§ **Action item**
Counting from the line that holds "point_to marks one point per instance of the wavy", return each line exactly, through and including the last line of the entries.

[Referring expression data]
---+---
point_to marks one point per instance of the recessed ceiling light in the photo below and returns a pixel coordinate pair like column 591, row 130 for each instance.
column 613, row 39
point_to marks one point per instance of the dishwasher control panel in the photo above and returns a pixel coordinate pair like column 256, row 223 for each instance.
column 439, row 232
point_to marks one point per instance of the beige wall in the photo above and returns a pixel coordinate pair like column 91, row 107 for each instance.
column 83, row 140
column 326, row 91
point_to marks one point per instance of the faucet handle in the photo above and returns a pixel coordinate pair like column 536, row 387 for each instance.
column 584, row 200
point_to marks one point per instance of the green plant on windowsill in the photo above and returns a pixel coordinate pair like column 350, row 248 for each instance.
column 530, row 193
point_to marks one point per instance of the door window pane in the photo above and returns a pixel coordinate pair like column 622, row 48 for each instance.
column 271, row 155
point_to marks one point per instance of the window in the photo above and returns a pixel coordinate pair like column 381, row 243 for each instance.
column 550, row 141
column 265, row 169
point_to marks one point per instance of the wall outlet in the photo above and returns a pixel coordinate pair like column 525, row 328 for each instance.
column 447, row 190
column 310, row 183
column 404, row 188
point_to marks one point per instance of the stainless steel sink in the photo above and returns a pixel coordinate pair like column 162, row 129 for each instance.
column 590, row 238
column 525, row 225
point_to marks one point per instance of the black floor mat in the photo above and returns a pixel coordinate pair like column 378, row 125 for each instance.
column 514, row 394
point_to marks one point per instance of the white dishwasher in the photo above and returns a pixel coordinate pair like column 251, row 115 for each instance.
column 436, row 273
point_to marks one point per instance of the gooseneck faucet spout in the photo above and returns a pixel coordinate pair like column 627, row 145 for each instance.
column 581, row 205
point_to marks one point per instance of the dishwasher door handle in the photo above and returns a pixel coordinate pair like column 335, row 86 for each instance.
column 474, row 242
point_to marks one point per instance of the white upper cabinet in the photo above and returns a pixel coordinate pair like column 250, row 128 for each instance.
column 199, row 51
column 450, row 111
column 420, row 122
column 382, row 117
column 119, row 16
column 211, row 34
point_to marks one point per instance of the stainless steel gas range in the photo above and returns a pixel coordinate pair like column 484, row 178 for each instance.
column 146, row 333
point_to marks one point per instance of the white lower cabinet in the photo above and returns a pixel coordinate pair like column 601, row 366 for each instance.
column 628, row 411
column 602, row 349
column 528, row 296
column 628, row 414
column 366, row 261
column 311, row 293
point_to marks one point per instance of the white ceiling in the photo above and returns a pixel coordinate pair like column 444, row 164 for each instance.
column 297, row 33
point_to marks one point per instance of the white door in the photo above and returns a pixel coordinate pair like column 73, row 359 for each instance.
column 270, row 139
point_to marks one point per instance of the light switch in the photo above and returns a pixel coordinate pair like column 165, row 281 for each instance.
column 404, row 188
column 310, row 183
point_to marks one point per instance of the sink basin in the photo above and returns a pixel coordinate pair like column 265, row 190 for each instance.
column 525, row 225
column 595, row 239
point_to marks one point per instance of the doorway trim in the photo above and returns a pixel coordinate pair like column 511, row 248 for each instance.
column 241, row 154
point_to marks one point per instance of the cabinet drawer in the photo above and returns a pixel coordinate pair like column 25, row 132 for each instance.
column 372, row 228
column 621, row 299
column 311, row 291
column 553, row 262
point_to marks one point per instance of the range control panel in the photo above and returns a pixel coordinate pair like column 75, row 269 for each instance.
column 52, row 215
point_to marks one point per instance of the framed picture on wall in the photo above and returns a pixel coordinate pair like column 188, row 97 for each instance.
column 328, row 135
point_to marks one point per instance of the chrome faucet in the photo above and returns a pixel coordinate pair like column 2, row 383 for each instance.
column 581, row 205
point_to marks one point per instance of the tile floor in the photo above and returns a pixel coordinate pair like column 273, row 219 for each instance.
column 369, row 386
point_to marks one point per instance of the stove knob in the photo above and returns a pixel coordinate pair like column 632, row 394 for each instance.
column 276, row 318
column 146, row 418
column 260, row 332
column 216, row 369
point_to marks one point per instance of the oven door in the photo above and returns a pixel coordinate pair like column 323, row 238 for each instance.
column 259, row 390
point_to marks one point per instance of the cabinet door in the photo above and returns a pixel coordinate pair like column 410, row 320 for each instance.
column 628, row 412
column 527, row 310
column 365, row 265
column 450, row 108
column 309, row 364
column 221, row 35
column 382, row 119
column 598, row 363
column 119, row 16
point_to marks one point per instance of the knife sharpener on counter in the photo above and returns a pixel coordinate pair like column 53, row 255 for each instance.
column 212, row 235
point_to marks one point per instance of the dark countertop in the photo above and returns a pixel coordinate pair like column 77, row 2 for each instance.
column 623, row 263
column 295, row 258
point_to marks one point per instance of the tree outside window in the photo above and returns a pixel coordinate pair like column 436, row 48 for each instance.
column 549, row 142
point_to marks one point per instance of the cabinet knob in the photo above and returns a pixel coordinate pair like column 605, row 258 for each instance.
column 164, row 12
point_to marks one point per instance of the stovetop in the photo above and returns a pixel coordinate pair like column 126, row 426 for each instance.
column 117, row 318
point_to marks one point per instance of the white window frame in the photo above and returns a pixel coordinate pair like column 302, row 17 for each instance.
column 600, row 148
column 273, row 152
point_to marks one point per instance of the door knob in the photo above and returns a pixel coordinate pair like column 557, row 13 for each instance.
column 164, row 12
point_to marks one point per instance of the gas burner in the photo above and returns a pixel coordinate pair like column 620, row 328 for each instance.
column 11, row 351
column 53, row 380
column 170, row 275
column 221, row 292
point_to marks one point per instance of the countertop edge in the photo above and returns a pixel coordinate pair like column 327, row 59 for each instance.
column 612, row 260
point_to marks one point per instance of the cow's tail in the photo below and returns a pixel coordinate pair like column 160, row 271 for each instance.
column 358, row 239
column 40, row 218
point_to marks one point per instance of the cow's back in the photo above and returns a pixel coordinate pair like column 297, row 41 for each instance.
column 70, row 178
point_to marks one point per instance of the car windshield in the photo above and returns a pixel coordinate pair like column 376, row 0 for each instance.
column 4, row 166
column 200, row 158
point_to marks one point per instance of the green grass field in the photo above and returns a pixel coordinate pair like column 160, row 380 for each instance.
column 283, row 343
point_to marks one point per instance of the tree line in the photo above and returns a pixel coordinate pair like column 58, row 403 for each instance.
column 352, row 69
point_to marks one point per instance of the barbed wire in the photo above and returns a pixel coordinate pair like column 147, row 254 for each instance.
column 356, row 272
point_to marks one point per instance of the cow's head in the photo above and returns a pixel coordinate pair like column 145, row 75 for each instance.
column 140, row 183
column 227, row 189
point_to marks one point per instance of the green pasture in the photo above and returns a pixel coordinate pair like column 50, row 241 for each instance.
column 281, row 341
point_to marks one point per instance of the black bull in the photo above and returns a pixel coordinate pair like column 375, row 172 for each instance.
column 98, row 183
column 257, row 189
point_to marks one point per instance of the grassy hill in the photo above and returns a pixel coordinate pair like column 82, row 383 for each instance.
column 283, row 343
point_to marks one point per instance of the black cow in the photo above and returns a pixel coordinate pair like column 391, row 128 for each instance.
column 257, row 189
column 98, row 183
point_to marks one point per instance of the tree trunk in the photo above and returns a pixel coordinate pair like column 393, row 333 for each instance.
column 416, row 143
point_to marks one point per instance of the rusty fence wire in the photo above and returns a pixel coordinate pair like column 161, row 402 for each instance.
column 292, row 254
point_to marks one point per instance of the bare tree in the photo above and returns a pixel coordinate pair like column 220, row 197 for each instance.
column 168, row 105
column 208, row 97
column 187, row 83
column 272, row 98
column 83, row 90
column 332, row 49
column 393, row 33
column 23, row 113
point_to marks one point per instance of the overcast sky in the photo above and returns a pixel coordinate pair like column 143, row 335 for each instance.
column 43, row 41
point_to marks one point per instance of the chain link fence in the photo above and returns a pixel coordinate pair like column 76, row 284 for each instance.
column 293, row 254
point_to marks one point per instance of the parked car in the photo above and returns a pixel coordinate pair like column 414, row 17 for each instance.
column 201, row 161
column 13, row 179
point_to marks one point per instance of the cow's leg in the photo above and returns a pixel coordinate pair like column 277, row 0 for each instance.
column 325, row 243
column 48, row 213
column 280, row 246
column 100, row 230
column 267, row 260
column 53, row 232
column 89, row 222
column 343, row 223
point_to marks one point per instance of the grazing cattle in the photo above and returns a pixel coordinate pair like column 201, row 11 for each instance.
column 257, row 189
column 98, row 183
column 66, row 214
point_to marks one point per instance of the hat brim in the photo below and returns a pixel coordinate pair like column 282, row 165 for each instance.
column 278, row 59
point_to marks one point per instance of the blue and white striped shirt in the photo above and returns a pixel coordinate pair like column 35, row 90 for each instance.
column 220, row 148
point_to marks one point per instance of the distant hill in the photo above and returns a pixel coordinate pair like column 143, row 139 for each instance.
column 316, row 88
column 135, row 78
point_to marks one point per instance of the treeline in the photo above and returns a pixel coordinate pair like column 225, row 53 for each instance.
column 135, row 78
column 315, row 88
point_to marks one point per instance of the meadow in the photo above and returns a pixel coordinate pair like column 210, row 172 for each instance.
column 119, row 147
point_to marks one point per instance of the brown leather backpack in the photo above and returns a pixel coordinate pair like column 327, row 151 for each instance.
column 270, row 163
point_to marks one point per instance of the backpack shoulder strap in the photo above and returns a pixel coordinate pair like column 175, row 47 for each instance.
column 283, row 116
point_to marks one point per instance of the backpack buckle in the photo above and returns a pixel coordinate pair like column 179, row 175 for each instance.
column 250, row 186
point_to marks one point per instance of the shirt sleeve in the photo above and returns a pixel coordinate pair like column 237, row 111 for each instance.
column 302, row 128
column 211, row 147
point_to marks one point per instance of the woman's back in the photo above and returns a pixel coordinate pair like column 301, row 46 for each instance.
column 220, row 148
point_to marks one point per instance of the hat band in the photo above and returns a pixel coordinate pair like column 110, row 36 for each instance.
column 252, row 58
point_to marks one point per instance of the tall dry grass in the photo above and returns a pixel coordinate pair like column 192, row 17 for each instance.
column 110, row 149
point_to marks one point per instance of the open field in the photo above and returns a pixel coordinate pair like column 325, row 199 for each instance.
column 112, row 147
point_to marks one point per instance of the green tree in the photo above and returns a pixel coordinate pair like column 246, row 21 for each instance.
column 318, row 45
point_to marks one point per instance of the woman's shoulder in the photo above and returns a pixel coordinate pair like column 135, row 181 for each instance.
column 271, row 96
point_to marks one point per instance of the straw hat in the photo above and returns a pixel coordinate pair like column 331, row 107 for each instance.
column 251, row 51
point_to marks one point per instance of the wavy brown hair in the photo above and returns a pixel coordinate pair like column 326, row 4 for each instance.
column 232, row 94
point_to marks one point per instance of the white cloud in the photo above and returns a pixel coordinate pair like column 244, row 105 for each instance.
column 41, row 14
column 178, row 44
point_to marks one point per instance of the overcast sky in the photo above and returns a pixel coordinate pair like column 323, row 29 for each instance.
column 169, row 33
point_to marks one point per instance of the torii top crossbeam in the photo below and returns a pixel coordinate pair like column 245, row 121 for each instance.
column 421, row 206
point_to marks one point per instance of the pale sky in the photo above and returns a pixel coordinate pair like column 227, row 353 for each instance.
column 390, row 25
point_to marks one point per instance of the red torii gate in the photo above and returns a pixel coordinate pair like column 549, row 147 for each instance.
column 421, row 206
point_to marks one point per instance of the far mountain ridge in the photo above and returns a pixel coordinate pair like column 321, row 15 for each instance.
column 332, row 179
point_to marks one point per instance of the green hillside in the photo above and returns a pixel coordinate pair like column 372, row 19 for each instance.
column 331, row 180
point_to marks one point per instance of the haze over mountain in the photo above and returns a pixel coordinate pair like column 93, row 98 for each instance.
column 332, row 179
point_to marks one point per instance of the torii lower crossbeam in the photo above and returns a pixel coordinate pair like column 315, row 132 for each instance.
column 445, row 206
---+---
§ **Exercise solution**
point_to marks one point per instance of the wavy brown hair in the photo above and returns a pixel coordinate pair like column 326, row 4 for each instance.
column 232, row 94
point_to marks one point per instance of the white cloud in the photo above and returns a pixel coordinate pair like column 244, row 105 for each instance.
column 41, row 14
column 178, row 44
point_to marks one point per instance of the overcast sky in the photo above and returns a pixel coordinate pair like column 323, row 29 for each instance.
column 169, row 33
point_to marks one point per instance of the torii top crossbeam in the photo below and returns a pixel coordinate pair like column 245, row 121 for each instance.
column 421, row 206
point_to marks one point per instance of the pale sky in the photo above and returns a pixel coordinate pair like column 227, row 353 for each instance.
column 390, row 25
point_to marks one point per instance of the red torii gate in the photo above and returns a pixel coordinate pair like column 549, row 147 for each instance.
column 421, row 206
point_to marks one point per instance of the far mountain ridge in the photo above and returns a pixel coordinate pair like column 321, row 15 for each instance.
column 332, row 179
point_to marks one point per instance of the green hillside in the photo above and returns a pixel coordinate pair like column 372, row 19 for each instance.
column 331, row 180
point_to marks one point per instance of the haze over mountain in the photo above and returns a pixel coordinate pair like column 93, row 98 for each instance.
column 332, row 179
point_to marks one point per instance of the torii lower crossbeam in the photo above and returns a pixel coordinate pair like column 315, row 132 for each instance.
column 445, row 206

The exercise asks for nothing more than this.